(QUESTIONS TO ANSWER):
**A.** According to the article on Stephanie Bonne, how many victims of firearms violence does University Hospital's level one trauma unit treat each year?
**B.** Translate this sentence from the article on Stephanie Bonne into Spanish: "Those numbers led Bonne to start a Hospital-Based Violence Intervention Program that employs caseworkers connected with the Newark community to counsel and support victims of violence."
**C.** Quote the article on Stephanie Bonne word for word from "Stephanie Bonne, an" to "prevent gun violence.".

(READING TEXT):
Stephanie Bonne from Rutgers New Jersey Medical School delivered the keynote at the launch of the Center on Gun Violence Research

Stephanie Bonne (right), an assistant professor of trauma and critical care surgery at Rutgers New Jersey Medical School, with David Livingston, chief of the division of trauma and surgical critical care.
Photo: Keith B. Bratcher, Jr.

Stephanie Bonne, an assistant professor of trauma and critical care surgery at Rutgers New Jersey Medical School, has become one of the nation’s leading voices on taking a public health approach to prevent gun violence.

At University Hospital, where Bonne works as a trauma surgeon, some 500 victims of firearms violence a year are treated in the hospital’s level one trauma unit, a statistic that David Livingston, the Wesley J. Howe Professor and chief of the division of trauma and surgical critical care at the medical school, says has remained constant for the last two decades.

Those numbers led Bonne to start a Hospital-Based Violence Intervention Program that employs caseworkers connected with the Newark community to counsel and support victims of violence.

“Before Dr. Bonne joined us, we didn’t have a program to address this issue,” Livingston says. “We concentrated on pedestrian and pediatric injuries because it was unclear what impact we could have on firearms cases. A focus on gun injuries was sorely needed.”

Her experience at University Hospital drove Bonne to take the lead last year on New Jersey Medical School’s winning application when Gov. Phil Murphy announced that the state was taking proposals to create a $2-million center for gun violence research, a role that has helped put her in the national spotlight. Bonne was a keynote speaker at the inaugural conference of the New Jersey Center on Gun Violence Research on April 23.

Under codirectors Bernadette C. Hohl, assistant professor of epidemiology at the Rutgers School of Public Health, and Michael Ostermann, associate professor in the Rutgers School of Criminal Justice, the New Jersey Center on Gun Violence Research leverages the university’s expertise in public health, criminal justice and other fields to conduct multi-disciplinary research on the causes and consequences of firearms violence as well as solutions to the problem.

(RECORDED DATA):
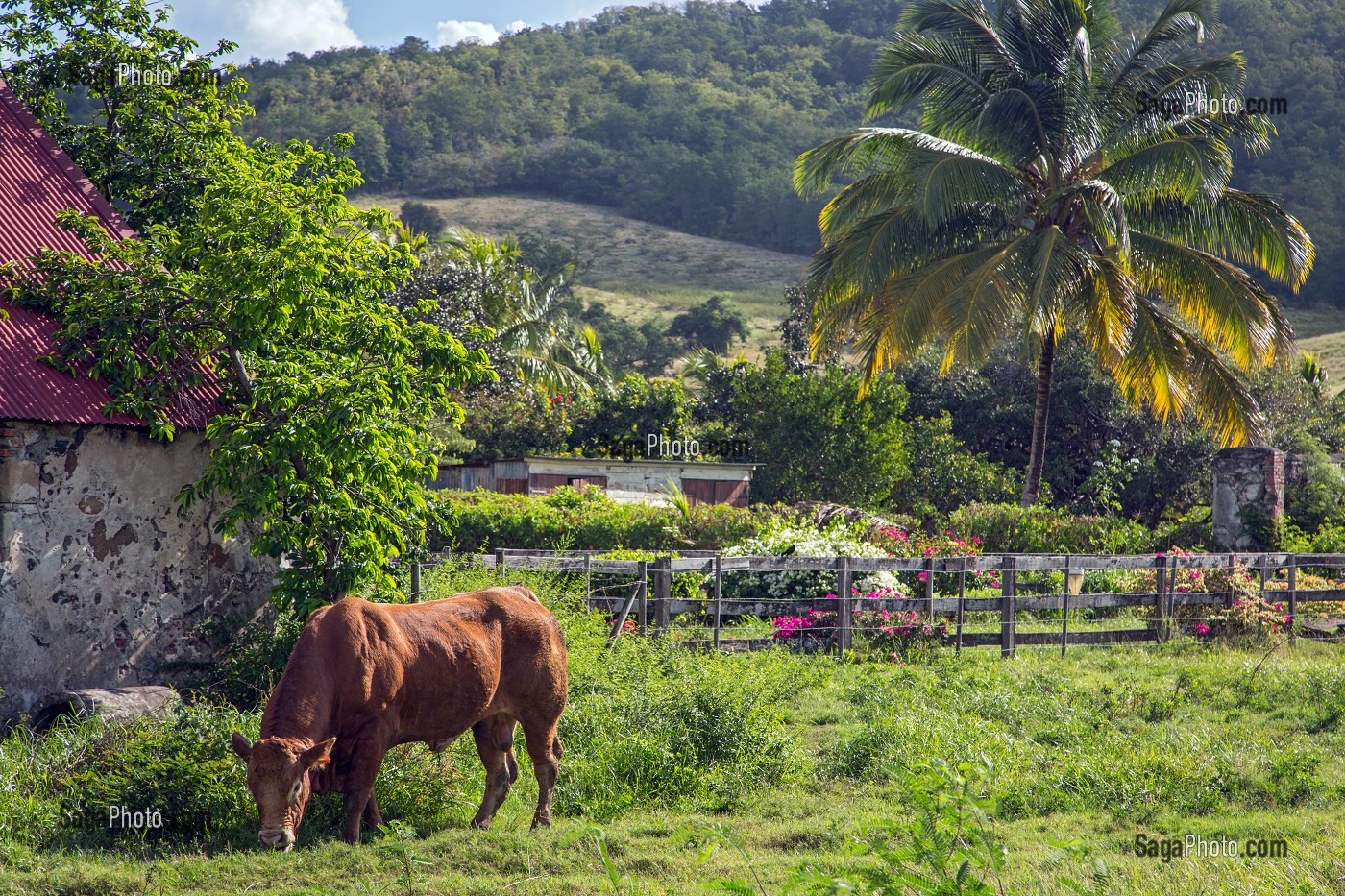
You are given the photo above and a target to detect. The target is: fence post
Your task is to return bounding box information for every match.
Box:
[956,557,967,657]
[584,554,593,610]
[1288,554,1298,647]
[1060,554,1069,657]
[653,557,672,632]
[999,554,1018,658]
[837,557,853,657]
[635,560,649,635]
[1154,554,1167,644]
[712,554,723,650]
[924,557,934,624]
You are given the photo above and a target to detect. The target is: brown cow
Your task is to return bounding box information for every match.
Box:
[232,585,566,849]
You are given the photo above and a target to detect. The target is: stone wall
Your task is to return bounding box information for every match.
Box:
[0,420,276,722]
[1210,446,1284,550]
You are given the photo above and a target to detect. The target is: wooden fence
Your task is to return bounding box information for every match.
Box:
[411,549,1345,657]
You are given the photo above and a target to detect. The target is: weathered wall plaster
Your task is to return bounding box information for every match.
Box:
[1210,446,1284,550]
[0,420,276,721]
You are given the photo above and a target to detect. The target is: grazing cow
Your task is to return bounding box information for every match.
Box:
[232,585,566,849]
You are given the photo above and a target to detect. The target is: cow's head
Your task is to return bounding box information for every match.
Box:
[230,731,336,850]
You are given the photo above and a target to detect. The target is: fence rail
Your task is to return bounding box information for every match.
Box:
[411,549,1345,657]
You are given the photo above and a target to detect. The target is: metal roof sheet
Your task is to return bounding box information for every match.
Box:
[0,81,219,427]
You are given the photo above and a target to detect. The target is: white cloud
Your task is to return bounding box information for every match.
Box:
[172,0,360,60]
[438,19,501,47]
[238,0,359,58]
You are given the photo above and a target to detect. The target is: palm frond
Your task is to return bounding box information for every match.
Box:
[1129,190,1317,291]
[1131,231,1292,369]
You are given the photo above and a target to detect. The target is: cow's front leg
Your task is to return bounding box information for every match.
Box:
[340,747,383,843]
[364,792,383,830]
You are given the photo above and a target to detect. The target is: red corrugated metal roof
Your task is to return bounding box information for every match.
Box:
[0,81,219,427]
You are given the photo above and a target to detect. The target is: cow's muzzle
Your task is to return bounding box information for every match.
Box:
[257,828,295,853]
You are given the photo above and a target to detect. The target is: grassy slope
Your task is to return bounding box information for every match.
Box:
[355,197,1345,379]
[355,197,807,355]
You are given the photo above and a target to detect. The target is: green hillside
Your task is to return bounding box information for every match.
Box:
[356,197,807,356]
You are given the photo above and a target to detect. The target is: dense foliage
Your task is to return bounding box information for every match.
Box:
[226,0,1345,303]
[433,486,772,551]
[0,0,491,612]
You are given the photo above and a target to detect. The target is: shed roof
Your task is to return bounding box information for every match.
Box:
[0,81,219,427]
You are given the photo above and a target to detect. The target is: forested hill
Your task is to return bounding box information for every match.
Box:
[233,0,1345,304]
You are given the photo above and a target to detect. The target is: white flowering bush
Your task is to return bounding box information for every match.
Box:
[722,518,902,600]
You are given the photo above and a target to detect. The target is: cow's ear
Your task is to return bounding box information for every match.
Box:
[299,738,336,768]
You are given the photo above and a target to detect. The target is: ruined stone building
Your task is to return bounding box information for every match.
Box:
[0,81,275,722]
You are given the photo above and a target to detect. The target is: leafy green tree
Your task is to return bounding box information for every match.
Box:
[3,0,490,614]
[700,351,909,510]
[440,230,611,394]
[579,302,682,376]
[0,0,244,230]
[571,374,696,456]
[669,296,747,355]
[795,0,1314,506]
[461,383,578,460]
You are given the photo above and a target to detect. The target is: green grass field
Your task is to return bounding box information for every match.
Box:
[0,562,1345,896]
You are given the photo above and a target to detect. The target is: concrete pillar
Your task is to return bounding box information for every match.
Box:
[1210,446,1284,550]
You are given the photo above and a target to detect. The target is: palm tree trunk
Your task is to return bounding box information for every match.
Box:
[1019,332,1056,507]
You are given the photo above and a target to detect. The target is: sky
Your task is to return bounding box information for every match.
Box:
[159,0,623,63]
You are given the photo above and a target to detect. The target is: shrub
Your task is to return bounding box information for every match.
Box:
[430,487,774,553]
[891,410,1022,520]
[947,504,1169,554]
[722,517,901,600]
[593,547,705,600]
[700,351,908,507]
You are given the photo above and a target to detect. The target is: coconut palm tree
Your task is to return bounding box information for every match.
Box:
[795,0,1314,506]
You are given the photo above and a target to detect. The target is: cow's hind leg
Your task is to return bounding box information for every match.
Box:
[513,721,565,828]
[472,713,518,830]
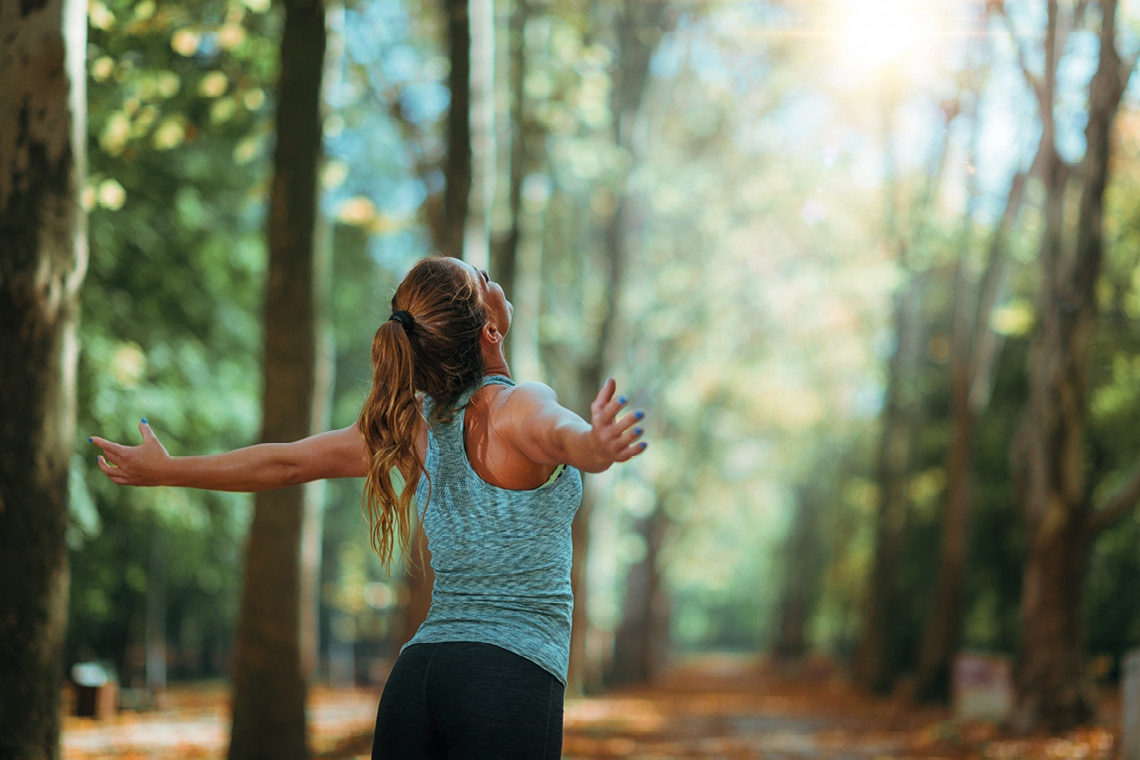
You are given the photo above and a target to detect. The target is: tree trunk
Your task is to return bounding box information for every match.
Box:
[855,275,922,693]
[490,0,529,319]
[568,0,668,693]
[432,0,471,259]
[609,493,669,686]
[914,154,1032,702]
[0,0,86,760]
[229,0,326,760]
[1013,0,1131,730]
[775,485,822,665]
[463,0,498,268]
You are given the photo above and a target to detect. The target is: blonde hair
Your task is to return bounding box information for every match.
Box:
[357,256,487,567]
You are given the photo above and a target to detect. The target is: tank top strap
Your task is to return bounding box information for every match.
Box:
[479,375,515,387]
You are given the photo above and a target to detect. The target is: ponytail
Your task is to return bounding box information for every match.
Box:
[357,258,487,569]
[359,320,424,570]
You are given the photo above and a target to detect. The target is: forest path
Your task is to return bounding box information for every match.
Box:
[57,656,1115,760]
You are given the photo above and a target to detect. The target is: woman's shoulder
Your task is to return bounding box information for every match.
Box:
[503,381,559,409]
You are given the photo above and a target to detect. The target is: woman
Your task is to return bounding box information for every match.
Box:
[91,258,645,759]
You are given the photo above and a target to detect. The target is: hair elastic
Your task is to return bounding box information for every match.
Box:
[388,309,416,332]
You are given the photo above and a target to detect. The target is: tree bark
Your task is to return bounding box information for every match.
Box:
[775,485,822,665]
[432,0,472,259]
[608,492,669,686]
[229,0,326,760]
[490,0,530,316]
[1013,0,1131,730]
[855,275,922,693]
[0,0,87,760]
[568,0,669,693]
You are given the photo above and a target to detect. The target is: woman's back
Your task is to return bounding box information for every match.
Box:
[408,376,581,683]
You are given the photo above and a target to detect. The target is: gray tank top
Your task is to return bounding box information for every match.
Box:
[405,375,581,684]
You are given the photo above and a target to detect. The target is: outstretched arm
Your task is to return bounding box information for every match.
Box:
[91,419,368,491]
[508,378,645,473]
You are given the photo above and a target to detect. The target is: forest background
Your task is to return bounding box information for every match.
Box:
[0,0,1140,757]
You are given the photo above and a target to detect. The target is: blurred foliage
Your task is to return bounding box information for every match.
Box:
[68,0,1140,692]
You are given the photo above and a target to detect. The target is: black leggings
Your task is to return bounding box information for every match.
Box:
[372,641,565,760]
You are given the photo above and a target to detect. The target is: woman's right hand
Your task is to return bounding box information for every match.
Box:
[90,417,170,485]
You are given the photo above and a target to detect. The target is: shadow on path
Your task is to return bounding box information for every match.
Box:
[64,656,1115,760]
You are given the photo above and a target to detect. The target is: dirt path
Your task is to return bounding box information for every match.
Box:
[63,657,1115,760]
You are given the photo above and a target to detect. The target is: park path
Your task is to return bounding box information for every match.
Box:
[63,656,1115,760]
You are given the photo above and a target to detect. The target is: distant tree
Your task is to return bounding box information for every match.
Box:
[0,0,87,760]
[229,0,326,760]
[569,0,670,690]
[855,99,959,693]
[431,0,471,259]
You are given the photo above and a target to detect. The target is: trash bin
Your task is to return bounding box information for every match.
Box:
[72,662,119,720]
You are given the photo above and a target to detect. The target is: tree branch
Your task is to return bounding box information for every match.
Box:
[995,2,1049,115]
[1090,460,1140,536]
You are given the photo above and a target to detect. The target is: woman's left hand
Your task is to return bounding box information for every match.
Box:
[589,377,646,463]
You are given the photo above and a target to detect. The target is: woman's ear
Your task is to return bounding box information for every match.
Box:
[479,321,503,345]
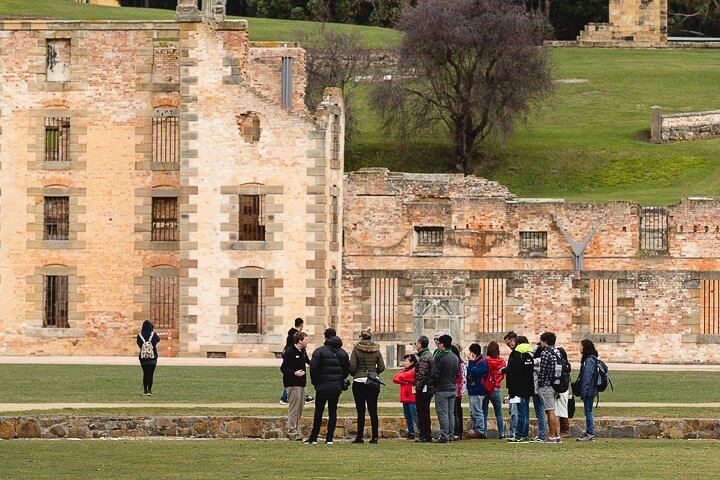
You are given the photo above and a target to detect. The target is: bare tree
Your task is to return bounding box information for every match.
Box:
[372,0,553,174]
[298,23,373,138]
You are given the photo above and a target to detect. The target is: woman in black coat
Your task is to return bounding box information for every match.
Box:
[137,320,160,395]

(RESULTS OF THE TASKS):
**A.** Some 500 victims a year.

**B.** Esas cifras llevaron a Bonne a poner en marcha un Programa de Intervención contra la Violencia con Base Hospitalaria que emplea a trabajadores sociales vinculados con la comunidad de Newark para orientar y apoyar a las víctimas de la violencia.

**C.**
Stephanie Bonne, an assistant professor of trauma and critical care surgery at Rutgers New Jersey Medical School, has become one of the nation’s leading voices on taking a public health approach to prevent gun violence.